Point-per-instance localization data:
◇ ◇ ◇ ◇ ◇ ◇ ◇

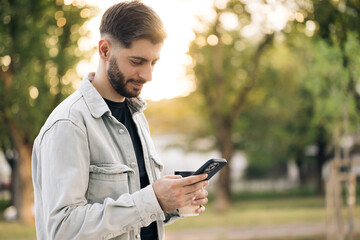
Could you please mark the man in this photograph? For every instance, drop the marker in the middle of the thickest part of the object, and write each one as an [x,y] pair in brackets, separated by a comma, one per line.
[96,173]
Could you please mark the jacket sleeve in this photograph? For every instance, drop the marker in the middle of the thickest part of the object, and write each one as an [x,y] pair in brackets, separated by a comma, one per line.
[61,162]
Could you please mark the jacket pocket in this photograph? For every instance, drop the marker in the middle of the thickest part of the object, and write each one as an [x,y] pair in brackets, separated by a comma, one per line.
[107,180]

◇ ◇ ◇ ◇ ◇ ◇ ◇

DIRECTIONS
Leaving out the pictures, print every record exactly as written.

RESPONSE
Could you please mark the man in this photograph? For every instance, drop the marker in the middle of the thickest part of the object, and write each one as an [x,y] pair in brackets, separated by a comma, one per line.
[96,173]
Could you please mark the jacket sleeve in this photograph? For every instance, drop the marker in the middle of the thickest part of the object, and write each one as an [x,y] pair in brackets, separated by a comma, one per line.
[61,162]
Could you please mark the jacket pocket in this photograph? For every instance, drop the marker in the middle of the thickest part of the object, and write each one as an [x,y] pair in brackets, separated by a comma, one per line.
[107,180]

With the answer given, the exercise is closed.